[BEGIN INPUT RECORDS]
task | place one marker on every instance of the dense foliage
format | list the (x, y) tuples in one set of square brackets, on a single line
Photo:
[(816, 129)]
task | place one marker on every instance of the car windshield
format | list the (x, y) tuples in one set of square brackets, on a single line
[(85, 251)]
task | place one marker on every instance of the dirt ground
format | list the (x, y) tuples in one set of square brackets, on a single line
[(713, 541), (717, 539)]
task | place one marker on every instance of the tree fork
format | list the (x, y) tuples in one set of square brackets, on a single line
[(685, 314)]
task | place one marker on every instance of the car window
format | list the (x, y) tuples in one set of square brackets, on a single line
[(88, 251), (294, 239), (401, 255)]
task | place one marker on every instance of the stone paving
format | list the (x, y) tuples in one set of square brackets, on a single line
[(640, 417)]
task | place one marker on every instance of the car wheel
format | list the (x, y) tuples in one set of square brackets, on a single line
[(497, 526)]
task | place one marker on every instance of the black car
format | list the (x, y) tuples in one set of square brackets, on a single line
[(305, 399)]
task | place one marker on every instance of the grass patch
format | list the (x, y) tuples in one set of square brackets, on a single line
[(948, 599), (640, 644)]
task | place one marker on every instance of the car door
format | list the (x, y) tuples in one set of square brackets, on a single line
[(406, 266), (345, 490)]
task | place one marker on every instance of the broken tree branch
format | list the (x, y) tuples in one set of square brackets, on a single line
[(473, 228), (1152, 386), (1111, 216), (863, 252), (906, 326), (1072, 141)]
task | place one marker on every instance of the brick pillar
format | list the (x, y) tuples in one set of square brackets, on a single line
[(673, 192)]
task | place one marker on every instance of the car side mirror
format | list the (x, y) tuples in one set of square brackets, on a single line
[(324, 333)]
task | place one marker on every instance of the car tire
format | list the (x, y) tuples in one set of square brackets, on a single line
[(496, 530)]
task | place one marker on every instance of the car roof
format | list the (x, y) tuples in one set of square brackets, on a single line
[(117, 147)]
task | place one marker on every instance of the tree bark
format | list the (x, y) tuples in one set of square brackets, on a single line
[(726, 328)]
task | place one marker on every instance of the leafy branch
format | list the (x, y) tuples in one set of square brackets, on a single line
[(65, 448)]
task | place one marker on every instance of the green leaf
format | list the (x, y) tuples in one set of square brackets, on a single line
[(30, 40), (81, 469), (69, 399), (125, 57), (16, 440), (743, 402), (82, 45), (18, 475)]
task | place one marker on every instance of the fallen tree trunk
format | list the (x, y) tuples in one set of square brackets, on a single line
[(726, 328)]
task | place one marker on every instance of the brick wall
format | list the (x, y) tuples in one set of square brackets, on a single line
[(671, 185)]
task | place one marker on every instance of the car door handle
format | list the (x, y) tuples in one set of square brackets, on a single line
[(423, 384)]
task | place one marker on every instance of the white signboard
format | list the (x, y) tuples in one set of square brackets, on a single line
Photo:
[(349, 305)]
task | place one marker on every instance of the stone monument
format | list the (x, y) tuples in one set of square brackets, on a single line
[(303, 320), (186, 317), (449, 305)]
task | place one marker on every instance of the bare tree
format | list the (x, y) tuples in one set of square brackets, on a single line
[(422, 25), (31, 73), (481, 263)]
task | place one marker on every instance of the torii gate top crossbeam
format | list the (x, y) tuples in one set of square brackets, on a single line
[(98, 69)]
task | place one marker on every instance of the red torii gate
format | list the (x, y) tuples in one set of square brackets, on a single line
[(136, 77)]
[END INPUT RECORDS]
YOUR TASK: Please copy the rows from the very first one through the line containing "[(88, 251), (294, 239), (401, 255)]", requests included, and add 3 to every coordinate in the answers.

FULL ANSWER:
task | place one marker on every instance of the dense foliage
format | list the (x, y) tuples in one set of square brackets, on a single line
Photo:
[(819, 132)]
task | place one marker on every instance of the car windshield
format | list the (x, y) tuples in one set of square brackets, on a single line
[(88, 254)]
task | place one marker on every instance of the dirt ground
format | list the (x, y) tuples in one set of square brackets, on a single line
[(716, 544), (720, 542)]
task | place one marker on every instance of the tree fork
format | list the (x, y) tuples in one set of square brackets, on a single line
[(688, 317)]
task | place one marker on every instance of the car window
format | list the (x, y) tuples in one set of square brackets, on a single line
[(91, 254), (297, 242), (404, 258)]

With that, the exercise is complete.